#### Description of the task:
Output each entry below as it stands, leaving out every picture.
'''
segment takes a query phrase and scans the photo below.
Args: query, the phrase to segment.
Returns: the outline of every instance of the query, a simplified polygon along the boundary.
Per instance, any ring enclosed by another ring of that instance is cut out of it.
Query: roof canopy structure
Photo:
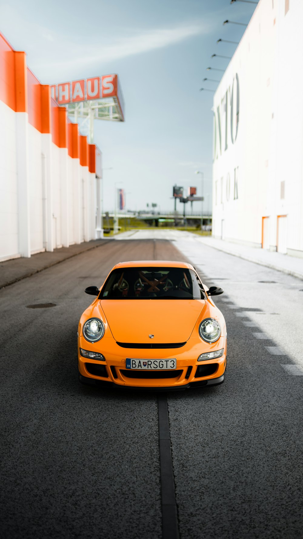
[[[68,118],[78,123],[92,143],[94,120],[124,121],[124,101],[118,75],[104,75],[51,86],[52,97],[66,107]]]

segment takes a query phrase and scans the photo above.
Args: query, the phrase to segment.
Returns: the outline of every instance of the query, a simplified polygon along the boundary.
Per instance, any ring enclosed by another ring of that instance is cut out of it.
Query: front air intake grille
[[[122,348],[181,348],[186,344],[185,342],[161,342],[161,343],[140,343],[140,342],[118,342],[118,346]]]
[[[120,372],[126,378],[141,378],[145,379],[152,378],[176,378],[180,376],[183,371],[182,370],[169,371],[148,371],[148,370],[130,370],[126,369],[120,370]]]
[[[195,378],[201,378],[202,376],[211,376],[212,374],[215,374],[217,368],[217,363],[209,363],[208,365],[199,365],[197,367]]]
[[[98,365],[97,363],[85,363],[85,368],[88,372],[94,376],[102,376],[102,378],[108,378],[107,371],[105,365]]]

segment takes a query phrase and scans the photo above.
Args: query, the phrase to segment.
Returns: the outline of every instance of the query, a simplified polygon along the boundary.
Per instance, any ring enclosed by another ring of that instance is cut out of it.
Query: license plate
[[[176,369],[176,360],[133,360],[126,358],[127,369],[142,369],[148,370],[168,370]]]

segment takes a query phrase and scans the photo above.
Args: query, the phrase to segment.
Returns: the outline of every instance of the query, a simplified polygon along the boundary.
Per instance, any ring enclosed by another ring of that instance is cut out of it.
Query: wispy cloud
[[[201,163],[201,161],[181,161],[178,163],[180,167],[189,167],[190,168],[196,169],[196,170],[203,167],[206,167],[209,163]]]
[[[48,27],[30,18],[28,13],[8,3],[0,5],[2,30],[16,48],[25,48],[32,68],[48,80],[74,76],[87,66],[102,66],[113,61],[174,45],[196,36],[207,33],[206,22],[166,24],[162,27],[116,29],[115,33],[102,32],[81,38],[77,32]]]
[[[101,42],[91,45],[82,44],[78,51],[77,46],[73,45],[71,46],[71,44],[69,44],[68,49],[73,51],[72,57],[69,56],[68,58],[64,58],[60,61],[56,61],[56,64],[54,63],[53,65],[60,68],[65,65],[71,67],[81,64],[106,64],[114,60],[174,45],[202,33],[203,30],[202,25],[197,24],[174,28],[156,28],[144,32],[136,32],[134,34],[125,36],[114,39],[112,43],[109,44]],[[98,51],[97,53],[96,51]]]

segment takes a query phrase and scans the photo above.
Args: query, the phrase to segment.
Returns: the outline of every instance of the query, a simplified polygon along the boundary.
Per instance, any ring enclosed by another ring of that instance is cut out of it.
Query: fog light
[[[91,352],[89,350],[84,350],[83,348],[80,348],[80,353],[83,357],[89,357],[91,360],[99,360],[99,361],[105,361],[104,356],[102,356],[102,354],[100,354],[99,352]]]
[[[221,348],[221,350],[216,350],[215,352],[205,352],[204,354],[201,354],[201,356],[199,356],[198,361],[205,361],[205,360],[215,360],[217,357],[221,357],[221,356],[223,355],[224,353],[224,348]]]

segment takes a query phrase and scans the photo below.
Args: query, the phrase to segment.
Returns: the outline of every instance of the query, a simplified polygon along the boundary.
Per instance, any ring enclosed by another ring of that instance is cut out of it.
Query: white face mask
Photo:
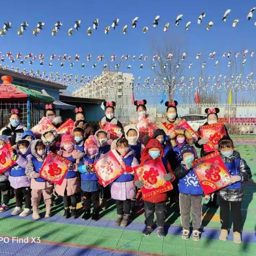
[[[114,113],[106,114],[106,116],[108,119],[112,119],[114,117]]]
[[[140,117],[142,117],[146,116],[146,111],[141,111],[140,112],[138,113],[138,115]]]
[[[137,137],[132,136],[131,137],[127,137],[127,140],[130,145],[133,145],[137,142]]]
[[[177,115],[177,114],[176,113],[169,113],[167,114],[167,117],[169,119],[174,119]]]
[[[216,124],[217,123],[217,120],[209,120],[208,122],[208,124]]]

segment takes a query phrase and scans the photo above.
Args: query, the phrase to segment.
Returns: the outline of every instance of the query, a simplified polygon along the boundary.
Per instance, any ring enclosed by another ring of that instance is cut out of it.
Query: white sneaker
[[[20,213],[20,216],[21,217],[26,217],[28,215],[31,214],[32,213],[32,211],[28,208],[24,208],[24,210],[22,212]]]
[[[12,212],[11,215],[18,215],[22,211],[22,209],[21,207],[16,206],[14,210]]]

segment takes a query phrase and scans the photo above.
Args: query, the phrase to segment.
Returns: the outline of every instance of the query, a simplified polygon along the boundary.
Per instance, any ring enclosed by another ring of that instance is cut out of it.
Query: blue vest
'''
#### The response:
segment takes a query phrase and scans the photo below.
Args: query, the phrase to segment.
Returns: the outline of every instance of the query, a simplified polygon along the boundary.
Per instance, any ring enclosed by another ring of that instance is cut out of it.
Query: roof canopy structure
Photo:
[[[68,118],[78,123],[92,143],[94,120],[124,121],[124,101],[118,75],[104,75],[51,86],[52,97],[66,107]]]

segment takes a query phrase and scans the photo above.
Args: query, the phrase to segment.
Returns: the outline of every instance of the query, a simplified polygon along the boundary.
Per instance, any ring enclosed by another ring of that instance is cut out of it.
Query: front air intake grille
[[[122,348],[181,348],[186,344],[185,342],[161,342],[161,343],[140,343],[140,342],[118,342],[118,346]]]
[[[120,372],[126,378],[141,378],[145,379],[152,378],[176,378],[180,376],[183,371],[182,370],[169,371],[148,371],[148,370],[130,370],[126,369],[120,370]]]
[[[195,378],[201,378],[202,376],[211,376],[212,374],[215,374],[217,368],[217,363],[209,363],[208,365],[199,365],[197,367]]]
[[[98,365],[97,363],[85,363],[85,368],[88,372],[94,376],[102,376],[102,378],[108,378],[107,371],[105,365]]]

segment takes a query phrase and scans the photo above.
Args: query, the phrase to segment.
Returns: the outline of every instance of the query, a simplified polygon along the boundary.
Per instance, any ring enclosed by another ring of that instance is cut out of it.
Query: license plate
[[[176,369],[176,360],[133,360],[126,358],[127,369],[142,369],[148,370],[168,370]]]

segment takes a query phrase and scans the photo above.
Args: query, the phrase to segment.
Returns: the outline of every instance of the query, a simplified polygon along the boundary.
Per instance, any ring enclosed by another ring of that instance is cut out of it.
Query: wispy cloud
[[[201,163],[201,161],[181,161],[178,163],[180,167],[189,167],[190,168],[196,169],[196,170],[203,167],[206,167],[209,163]]]
[[[48,27],[30,18],[28,13],[8,3],[0,5],[2,30],[16,48],[25,48],[32,68],[48,80],[74,76],[87,66],[102,66],[113,61],[174,45],[196,36],[207,33],[206,22],[166,24],[162,27],[116,29],[115,33],[102,32],[81,38],[77,32]]]
[[[101,42],[91,45],[82,44],[78,51],[77,46],[73,45],[71,46],[71,44],[69,44],[68,49],[73,51],[72,57],[69,56],[68,58],[64,58],[60,61],[56,61],[56,64],[54,63],[53,65],[60,68],[65,65],[71,67],[81,64],[106,64],[114,60],[174,45],[202,33],[203,30],[202,25],[197,24],[174,28],[156,28],[144,32],[136,32],[134,34],[125,36],[114,39],[112,43],[109,44]],[[98,51],[97,53],[96,51]]]

segment takes a query phrase and scans the photo above.
Args: query, the phrase to segment.
Returns: the outline of every instance of the query, a simplified polygon along the boundary.
Per instance, any ring enclosed by another ring of that instance is cut out of it.
Query: fog light
[[[91,352],[89,350],[84,350],[83,348],[80,348],[80,353],[83,357],[89,357],[91,360],[99,360],[99,361],[105,361],[104,356],[102,356],[102,354],[100,354],[99,352]]]
[[[221,348],[221,350],[216,350],[215,352],[205,352],[204,354],[201,354],[201,356],[199,356],[198,361],[205,361],[205,360],[215,360],[217,357],[221,357],[221,356],[223,355],[224,353],[224,348]]]

segment takes a query phrase and scans the photo below.
Args: query, the phrase to segment.
Returns: the outline of every instance of the query, a simplified polygon along the boundary.
Per instance, any ring enclosed by another ring of that instance is cut out of it.
Query: white face mask
Photo:
[[[114,113],[106,114],[106,116],[108,119],[112,119],[114,117]]]
[[[140,117],[142,117],[146,116],[146,111],[141,111],[140,112],[138,113],[138,115]]]
[[[137,137],[132,136],[131,137],[127,137],[127,140],[130,145],[133,145],[137,142]]]
[[[177,115],[177,114],[176,113],[169,113],[167,114],[167,117],[169,119],[174,119]]]
[[[216,124],[217,123],[217,120],[209,120],[208,122],[208,124]]]

segment takes a query phrase and scans the photo above.
Args: query, the phrase to segment.
Returns: the outline of every instance of the query, a simplified polygon along the boundary.
Per instance, any ring enclosed by another ring of that instance is cut out of it.
Query: white sneaker
[[[20,213],[20,216],[21,217],[26,217],[28,215],[31,214],[32,213],[32,211],[28,208],[24,208],[24,210],[22,212]]]
[[[12,212],[11,215],[18,215],[22,211],[22,209],[21,207],[16,206],[14,210]]]

segment takes a query phrase and scans the photo above.
Args: query, the phrase to segment.
Returns: the outline of every instance of the query, a simplified polygon along the boundary.
Per instance, any ring enclosed by another ring of that instance is cut out of it.
Query: blue vest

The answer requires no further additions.